- _Document passage_
....

James Madison, Alexander Hamilton, Thomas Jefferson, Benjamin Franklin. The names are familiar to all of us, even if we no longer remember (or never knew) why they are called the “founding fathers.” They are seldom quoted anymore, even by elected officials who swear oaths to uphold the Constitution they helped write.
It is valuable to recall what these extraordinary men set out to accomplish, because much of the current political debate makes sense only in light of their words and beliefs. It has been said “what we were is who we are.” So what were we in 1776?
We Were Giants Then
We were men of extraordinary vision and courage who pledged our lives, fortunes, and sacred honor to a revolutionary cause few thought could succeed. Our goal was nothing less than the creation of a society where all men are equal before the law, where government derives its authority from the consent of the governed, and where men and women are free to pursue their God-given right to life, liberty, and the pursuit of happiness.
The Declaration of Independence, written in Philadelphia in 1776 by Thomas Jefferson with the help of others, severed the 13 colonies’ ties with Great Britain. “We hold these truths to be self-evident,” it declares, “that all Men are created equal, that they are endowed by their Creator with certain unalienable Rights, that among these are Life, Liberty, and the Pursuit of Happiness.”
Eleven years later, in 1787, having won the war for independence, many of these same men gathered to write the Constitution. Its opening words promise British tyranny would not be replaced by homegrown tyrants. The Constitution’s purpose was “to form a more perfect Union, establish Justice, insure domestic Tranquility, provide for the common defense, promote the general Welfare, and secure the Blessings of Liberty to ourselves and our Posterity.”
As Hamilton wrote in Federalist No. 84, the Constitution “is itself, in every rational sense, and to every useful purpose, A BILL OF RIGHTS.” The goal was a society of self-governors, where the state is bound by shackles while its citizens walk free. The Founders’ sacrifices in 1776 and for decades afterwards made possible what we now take for granted: an American civilization based on equal rights, limited government, and the protection of private property.
The Miracle of 1776
In retrospect, it was a miracle. During the entire 4,000 years of recorded human history up to 1776 the rule was tyranny, slavery, and the use of force. Rousseau was wrong about a lot of things, but he was right when he wrote, “Man is born free yet he is everywhere in chains.”

....

- _Data provided_
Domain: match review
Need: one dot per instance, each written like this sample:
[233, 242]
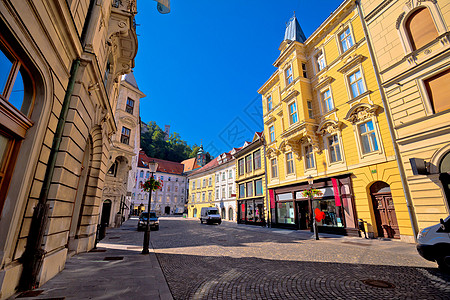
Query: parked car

....

- _To do_
Rewrite the founding fathers essay between "As Hamilton wrote" and "of private property.", inclusive, substituting "chains" for "shackles".

- _Answer in full_
As Hamilton wrote in Federalist No. 84, the Constitution “is itself, in every rational sense, and to every useful purpose, A BILL OF RIGHTS.” The goal was a society of self-governors, where the state is bound by chains while its citizens walk free. The Founders’ sacrifices in 1776 and for decades afterwards made possible what we now take for granted: an American civilization based on equal rights, limited government, and the protection of private property.